--- start ---

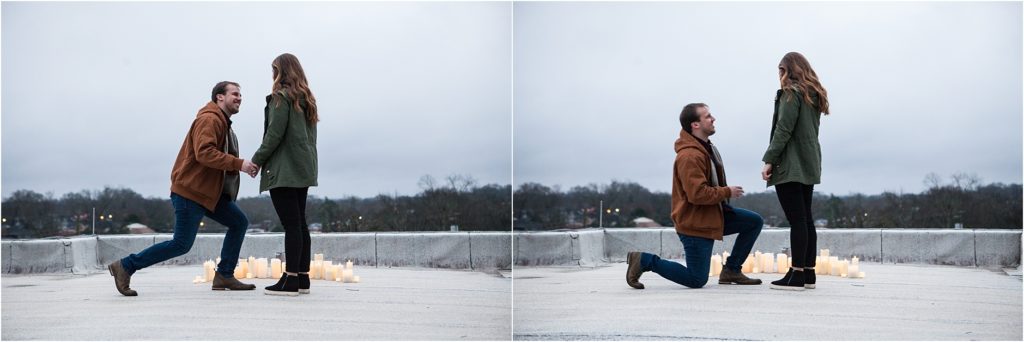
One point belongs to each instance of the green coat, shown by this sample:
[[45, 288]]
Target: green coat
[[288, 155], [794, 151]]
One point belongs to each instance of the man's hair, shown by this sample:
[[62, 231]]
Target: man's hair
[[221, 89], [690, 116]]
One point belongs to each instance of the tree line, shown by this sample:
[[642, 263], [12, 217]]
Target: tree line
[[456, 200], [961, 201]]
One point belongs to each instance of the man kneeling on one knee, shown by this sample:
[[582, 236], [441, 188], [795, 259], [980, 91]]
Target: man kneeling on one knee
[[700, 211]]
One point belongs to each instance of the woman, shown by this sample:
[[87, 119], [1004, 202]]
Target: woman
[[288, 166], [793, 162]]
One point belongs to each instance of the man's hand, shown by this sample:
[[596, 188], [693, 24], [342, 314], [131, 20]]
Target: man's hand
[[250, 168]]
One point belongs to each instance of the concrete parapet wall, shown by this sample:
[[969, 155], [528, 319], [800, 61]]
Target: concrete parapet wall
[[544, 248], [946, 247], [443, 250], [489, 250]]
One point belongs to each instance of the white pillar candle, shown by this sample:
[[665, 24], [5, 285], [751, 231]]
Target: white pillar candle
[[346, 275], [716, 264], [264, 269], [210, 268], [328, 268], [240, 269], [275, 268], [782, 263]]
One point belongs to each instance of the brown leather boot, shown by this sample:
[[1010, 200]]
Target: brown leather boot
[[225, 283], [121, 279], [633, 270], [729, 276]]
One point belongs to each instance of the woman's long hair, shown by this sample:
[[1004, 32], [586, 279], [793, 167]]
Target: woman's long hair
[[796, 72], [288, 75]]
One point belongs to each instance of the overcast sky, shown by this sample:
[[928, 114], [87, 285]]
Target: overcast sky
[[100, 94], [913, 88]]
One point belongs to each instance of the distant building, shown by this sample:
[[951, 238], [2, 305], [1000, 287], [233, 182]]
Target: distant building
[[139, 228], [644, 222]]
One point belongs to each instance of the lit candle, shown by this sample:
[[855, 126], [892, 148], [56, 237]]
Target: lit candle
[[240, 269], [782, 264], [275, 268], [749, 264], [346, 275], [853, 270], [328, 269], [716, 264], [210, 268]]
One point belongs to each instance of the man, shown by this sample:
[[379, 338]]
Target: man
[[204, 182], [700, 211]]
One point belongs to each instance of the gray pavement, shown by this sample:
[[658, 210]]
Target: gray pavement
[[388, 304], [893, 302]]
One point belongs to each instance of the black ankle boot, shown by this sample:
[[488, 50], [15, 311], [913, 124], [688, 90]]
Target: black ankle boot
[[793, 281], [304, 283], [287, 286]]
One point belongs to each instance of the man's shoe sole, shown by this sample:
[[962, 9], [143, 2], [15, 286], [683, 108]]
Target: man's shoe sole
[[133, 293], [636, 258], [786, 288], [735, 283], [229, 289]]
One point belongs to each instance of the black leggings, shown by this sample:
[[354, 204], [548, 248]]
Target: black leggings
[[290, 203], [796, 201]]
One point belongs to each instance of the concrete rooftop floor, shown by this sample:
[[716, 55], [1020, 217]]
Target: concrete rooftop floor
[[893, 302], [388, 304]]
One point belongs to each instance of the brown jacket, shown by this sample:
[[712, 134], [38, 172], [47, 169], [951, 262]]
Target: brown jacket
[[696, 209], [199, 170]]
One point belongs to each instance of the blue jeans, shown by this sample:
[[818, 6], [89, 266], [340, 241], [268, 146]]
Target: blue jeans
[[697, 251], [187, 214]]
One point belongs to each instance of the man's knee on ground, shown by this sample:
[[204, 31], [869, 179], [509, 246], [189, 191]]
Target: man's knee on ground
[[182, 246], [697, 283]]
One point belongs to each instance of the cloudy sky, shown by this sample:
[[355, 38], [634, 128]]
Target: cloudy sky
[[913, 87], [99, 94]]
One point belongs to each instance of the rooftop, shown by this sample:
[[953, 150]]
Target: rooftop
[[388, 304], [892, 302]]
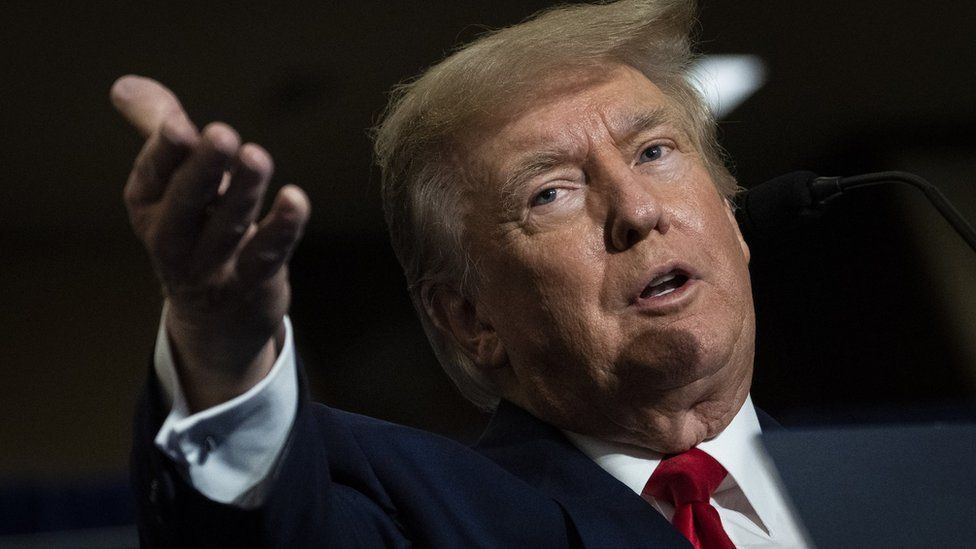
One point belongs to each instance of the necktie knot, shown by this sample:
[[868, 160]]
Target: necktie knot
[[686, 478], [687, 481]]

--- end ---

What is being asked >>
Convert all of the material above into a JSON list of strings, with one string per line and no blank lines. Leave the pictures out.

Exercise response >>
[
  "One point belongs to each instance of the green coat, shown by this sample:",
  "[[45, 288]]",
  "Target: green coat",
  "[[288, 155], [794, 151]]",
  "One point belongs to each instance of the man's hair, shown by this sample:",
  "[[62, 231]]",
  "Target: man's hair",
  "[[221, 89], [690, 116]]",
  "One point belongs to each instance of the tree line, shown by this sample:",
  "[[642, 263], [12, 217]]",
  "Target: tree line",
  "[[456, 200], [961, 201]]",
  "One point belongs to each instance of the man kneeling on one knee, shown by this sample:",
  "[[582, 236], [441, 188], [795, 259], [980, 91]]",
  "Target: man kneeling on one knee",
  "[[700, 211]]",
  "One point belongs to each instance of the woman, shown by this sample:",
  "[[87, 119], [1004, 202]]",
  "Target: woman",
  "[[288, 166], [793, 162]]",
  "One point belongs to each instance of the man's hand, shown by this sample:",
  "[[596, 188], [693, 24], [342, 314], [131, 20]]",
  "Target: man's hand",
  "[[250, 168]]",
  "One point belongs to each instance of the concrete parapet wall, shown by this sample:",
  "[[969, 155], [528, 319], [800, 61]]",
  "Target: concrete parapet wall",
  "[[544, 248], [946, 247], [443, 250], [489, 250]]",
  "One point belongs to each instance of the white pillar candle, shown by this sample:",
  "[[665, 24], [5, 285], [751, 231]]",
  "Target: white pillar candle",
  "[[346, 275], [716, 264], [264, 269], [210, 268], [328, 268], [240, 269], [275, 268], [782, 263]]",
  "One point belongs to each instance of the brown leather boot, shown by this sample:",
  "[[1010, 200]]",
  "Target: brown leather boot",
  "[[225, 283], [121, 279], [633, 270], [729, 276]]",
  "One point belongs to each instance of the woman's long hair, shown by this sample:",
  "[[1004, 32], [586, 279], [793, 167]]",
  "Target: woman's long hair",
  "[[796, 72], [288, 75]]",
  "One point belongs to each instance of the overcast sky, shown by this sample:",
  "[[928, 114], [87, 285]]",
  "Target: overcast sky",
  "[[100, 94], [913, 88]]",
  "One point belongs to each instance of the distant building, shown by this sample:",
  "[[951, 238], [2, 305], [1000, 287], [233, 182]]",
  "Target: distant building",
  "[[139, 228], [644, 222]]",
  "One point belongs to each instance of the lit candle, shown by this sample:",
  "[[855, 126], [892, 148], [56, 237]]",
  "Target: lit candle",
  "[[240, 269], [782, 264], [275, 268], [749, 264], [346, 275], [853, 270], [328, 269], [716, 264], [210, 268]]",
  "One point belongs to each instance of the man, shown by this sample:",
  "[[379, 338]]",
  "Target: man",
  "[[204, 182], [700, 211]]",
  "One point belongs to each instance of the gray pavement, shown by this sample:",
  "[[658, 210]]",
  "Target: gray pavement",
  "[[388, 304], [893, 302]]",
  "One point belongs to each instance of the black ankle boot, shown by this sample:",
  "[[488, 50], [15, 311], [913, 124], [688, 90]]",
  "Target: black ankle boot",
  "[[793, 281], [304, 283], [287, 286]]",
  "One point belongs to each instance of the man's shoe sole, shown by this sample:",
  "[[962, 9], [143, 2], [15, 286], [683, 108]]",
  "Target: man's shoe sole",
  "[[133, 293], [636, 258], [786, 288], [735, 283], [229, 289]]",
  "One point belongs to each instance of the black leggings, shown by this sample:",
  "[[354, 204], [548, 248]]",
  "Target: black leggings",
  "[[290, 203], [796, 201]]",
  "One point belongs to each instance of the concrete rooftop floor, shown by this sample:",
  "[[716, 55], [1020, 217]]",
  "Target: concrete rooftop floor",
  "[[893, 302], [388, 304]]",
  "One point belongs to each instance of the brown jacket, shown by this sample:",
  "[[712, 134], [38, 172], [47, 169], [951, 262]]",
  "Target: brown jacket",
  "[[696, 209], [199, 170]]",
  "One point belongs to each instance of the blue jeans, shown by this sample:",
  "[[818, 6], [89, 266], [340, 241], [268, 146]]",
  "Target: blue jeans",
  "[[697, 251], [187, 214]]",
  "One point belongs to each instance of the man's knee on ground, shown by this sample:",
  "[[204, 31], [869, 179], [509, 246], [189, 191]]",
  "Target: man's knee on ground",
  "[[182, 246], [697, 283]]",
  "One point belongs to each instance of the cloudy sky, shown by this sample:",
  "[[355, 38], [634, 128]]",
  "Target: cloudy sky",
  "[[913, 87], [99, 94]]",
  "One point belongs to each instance of the rooftop, shown by this sample:",
  "[[953, 150]]",
  "Target: rooftop",
  "[[388, 304], [892, 302]]",
  "One point belongs to each instance of the necktie knot, shown by this sample:",
  "[[868, 160]]",
  "Target: necktie knot",
  "[[686, 478], [687, 481]]"
]